__Exercise task__. Only the run of lines from the one containing "Keypoint placement: for each instance of the glazed" through the last line should be returned, exactly as written.
================
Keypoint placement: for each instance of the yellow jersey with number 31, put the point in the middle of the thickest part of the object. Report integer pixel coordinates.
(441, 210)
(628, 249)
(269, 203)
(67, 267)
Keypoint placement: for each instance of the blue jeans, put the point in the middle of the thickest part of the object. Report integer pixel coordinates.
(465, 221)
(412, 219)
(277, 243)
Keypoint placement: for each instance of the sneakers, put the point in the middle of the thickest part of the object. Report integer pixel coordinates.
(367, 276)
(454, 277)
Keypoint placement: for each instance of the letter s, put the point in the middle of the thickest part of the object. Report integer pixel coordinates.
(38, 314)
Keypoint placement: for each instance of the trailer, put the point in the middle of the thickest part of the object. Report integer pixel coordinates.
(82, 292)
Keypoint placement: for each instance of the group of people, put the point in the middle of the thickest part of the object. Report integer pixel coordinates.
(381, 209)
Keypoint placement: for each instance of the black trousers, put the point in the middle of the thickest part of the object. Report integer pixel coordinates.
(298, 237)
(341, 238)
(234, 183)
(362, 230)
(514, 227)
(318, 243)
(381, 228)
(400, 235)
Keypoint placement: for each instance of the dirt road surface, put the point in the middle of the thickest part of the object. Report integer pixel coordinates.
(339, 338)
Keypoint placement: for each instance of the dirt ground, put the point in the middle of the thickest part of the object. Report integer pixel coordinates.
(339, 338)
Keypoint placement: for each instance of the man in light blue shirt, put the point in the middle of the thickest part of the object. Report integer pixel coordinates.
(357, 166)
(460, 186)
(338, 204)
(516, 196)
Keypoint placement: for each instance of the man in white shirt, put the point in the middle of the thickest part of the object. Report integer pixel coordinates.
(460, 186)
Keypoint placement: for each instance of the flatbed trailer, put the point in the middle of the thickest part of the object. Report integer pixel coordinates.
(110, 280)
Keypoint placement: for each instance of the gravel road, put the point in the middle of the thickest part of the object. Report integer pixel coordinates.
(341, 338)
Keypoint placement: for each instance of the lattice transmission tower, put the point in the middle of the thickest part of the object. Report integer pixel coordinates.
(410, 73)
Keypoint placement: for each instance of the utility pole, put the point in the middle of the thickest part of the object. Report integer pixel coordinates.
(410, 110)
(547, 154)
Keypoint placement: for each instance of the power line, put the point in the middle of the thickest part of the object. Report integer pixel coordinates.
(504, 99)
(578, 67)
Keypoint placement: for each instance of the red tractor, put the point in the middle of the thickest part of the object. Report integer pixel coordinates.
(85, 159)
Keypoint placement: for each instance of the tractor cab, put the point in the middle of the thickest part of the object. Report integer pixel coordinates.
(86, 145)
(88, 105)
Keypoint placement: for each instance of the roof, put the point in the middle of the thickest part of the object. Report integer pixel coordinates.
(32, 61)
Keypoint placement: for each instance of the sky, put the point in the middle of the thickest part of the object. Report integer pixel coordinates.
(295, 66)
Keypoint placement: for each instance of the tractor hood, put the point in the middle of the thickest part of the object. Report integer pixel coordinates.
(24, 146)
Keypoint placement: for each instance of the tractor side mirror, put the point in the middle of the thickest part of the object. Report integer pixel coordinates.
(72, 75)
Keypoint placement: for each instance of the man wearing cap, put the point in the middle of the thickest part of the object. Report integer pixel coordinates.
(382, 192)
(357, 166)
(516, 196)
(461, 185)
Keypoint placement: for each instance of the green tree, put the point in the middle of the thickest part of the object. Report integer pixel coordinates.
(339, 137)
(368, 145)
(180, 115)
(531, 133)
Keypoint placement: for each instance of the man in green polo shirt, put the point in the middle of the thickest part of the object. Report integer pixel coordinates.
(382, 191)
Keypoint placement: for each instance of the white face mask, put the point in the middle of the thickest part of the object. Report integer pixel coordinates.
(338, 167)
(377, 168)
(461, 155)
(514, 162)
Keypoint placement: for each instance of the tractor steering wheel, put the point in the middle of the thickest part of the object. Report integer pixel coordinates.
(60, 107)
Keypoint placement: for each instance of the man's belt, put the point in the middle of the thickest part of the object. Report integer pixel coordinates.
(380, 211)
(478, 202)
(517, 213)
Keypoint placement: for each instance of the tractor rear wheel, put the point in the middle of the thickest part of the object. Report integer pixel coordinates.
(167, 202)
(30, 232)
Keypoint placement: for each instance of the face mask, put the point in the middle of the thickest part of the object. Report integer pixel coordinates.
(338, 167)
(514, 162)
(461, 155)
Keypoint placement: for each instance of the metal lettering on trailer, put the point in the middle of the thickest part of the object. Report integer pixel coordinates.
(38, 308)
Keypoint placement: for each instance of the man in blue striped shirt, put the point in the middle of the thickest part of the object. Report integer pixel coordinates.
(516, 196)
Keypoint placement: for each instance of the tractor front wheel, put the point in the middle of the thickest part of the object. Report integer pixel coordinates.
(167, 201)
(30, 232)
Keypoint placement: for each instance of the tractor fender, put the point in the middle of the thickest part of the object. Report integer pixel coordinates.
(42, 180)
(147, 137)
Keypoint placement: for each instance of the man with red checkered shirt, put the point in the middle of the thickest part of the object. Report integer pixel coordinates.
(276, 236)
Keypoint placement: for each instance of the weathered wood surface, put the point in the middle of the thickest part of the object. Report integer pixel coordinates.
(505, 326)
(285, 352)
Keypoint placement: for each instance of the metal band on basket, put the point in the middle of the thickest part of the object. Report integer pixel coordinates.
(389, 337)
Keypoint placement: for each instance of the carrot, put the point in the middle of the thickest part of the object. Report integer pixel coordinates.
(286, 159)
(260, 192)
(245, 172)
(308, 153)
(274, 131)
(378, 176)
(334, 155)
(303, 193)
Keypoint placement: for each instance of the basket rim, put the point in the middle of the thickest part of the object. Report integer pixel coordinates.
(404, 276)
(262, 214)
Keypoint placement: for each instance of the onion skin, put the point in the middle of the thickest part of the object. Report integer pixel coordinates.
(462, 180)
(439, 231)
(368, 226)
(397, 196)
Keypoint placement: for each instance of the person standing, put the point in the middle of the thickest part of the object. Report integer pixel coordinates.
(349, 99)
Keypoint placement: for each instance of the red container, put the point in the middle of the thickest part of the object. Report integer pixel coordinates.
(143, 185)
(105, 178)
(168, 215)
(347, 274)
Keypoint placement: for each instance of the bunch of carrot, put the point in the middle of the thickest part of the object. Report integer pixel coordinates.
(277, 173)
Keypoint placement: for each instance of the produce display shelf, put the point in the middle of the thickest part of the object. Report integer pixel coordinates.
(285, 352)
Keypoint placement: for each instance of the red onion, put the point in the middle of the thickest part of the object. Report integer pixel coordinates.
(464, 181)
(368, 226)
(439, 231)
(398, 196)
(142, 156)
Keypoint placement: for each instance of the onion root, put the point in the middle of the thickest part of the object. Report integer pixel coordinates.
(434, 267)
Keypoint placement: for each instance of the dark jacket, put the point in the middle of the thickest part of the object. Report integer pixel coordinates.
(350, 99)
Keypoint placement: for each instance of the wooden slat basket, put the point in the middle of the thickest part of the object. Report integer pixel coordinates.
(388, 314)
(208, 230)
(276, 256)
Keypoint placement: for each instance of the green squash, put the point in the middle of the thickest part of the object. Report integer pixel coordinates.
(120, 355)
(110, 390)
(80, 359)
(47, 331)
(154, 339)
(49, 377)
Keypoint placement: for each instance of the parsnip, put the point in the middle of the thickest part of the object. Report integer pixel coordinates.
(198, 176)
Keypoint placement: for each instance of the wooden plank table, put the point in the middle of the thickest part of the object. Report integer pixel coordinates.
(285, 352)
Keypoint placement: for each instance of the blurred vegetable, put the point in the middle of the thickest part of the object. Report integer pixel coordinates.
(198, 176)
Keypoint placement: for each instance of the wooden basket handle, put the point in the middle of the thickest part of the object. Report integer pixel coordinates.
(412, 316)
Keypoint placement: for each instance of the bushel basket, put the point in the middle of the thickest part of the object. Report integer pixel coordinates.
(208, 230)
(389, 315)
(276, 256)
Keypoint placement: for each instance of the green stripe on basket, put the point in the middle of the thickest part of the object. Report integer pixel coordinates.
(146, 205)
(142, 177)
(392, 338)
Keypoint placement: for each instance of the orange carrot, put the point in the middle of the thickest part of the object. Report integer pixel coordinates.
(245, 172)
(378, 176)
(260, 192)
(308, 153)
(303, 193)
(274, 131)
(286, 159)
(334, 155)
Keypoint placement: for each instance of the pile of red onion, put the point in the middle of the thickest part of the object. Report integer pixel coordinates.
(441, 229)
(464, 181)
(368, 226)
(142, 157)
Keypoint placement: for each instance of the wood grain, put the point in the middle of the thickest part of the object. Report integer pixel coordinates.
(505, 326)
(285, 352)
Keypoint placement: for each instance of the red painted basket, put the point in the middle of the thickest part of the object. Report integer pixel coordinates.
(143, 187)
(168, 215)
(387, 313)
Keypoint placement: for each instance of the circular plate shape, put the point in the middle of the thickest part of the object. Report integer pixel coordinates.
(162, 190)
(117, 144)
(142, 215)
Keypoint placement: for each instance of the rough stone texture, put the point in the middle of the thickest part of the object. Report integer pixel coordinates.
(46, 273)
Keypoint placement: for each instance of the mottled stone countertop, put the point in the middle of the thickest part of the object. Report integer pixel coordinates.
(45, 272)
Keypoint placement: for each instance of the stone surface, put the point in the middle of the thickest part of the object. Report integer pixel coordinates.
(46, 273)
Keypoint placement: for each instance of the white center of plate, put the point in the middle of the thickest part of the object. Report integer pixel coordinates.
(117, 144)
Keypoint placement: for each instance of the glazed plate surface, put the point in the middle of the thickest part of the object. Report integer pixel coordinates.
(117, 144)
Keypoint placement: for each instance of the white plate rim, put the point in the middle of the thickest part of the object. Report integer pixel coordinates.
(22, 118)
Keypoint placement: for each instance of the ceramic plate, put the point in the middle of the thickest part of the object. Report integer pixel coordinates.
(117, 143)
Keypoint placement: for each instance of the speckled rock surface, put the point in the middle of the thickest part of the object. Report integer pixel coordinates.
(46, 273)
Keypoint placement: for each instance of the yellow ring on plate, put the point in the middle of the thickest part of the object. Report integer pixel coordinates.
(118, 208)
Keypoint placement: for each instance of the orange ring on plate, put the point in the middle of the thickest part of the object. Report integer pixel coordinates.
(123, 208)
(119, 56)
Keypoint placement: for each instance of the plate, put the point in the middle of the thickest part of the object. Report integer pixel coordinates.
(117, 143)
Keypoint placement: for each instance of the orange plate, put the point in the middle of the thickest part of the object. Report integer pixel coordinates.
================
__Solution for this task__.
Keypoint placement: for each instance of the glazed plate surface, put the point in the middle of the thickest part of the object. Report integer pixel coordinates.
(117, 144)
Keypoint placement: for each instance of the white plate rim, put the point in the middle of the thickest part of the object. Report integer pixel coordinates.
(22, 118)
Keypoint placement: for each instance of the ceramic plate, put the point in the middle of the thickest part of the object. Report integer pixel coordinates.
(117, 143)
Keypoint placement: for each instance of the speckled rock surface, put the point in the middle of the thickest part of the object. Report integer pixel coordinates.
(46, 273)
Keypoint placement: for each instance of the yellow ring on plate, put the point in the middle of the thickest part of the object. Report integer pixel coordinates.
(118, 208)
Keypoint placement: for each instance of the orange ring on plate, put the point in the middle of the thickest part of the object. Report integer pixel coordinates.
(123, 208)
(119, 56)
Keypoint placement: for each instance of the plate, put the point in the middle of the thickest part of the object. Report integer pixel coordinates.
(117, 143)
Keypoint placement: for each instance of the orange plate, put the point in the middle of the thickest part of the object. Report integer pixel coordinates.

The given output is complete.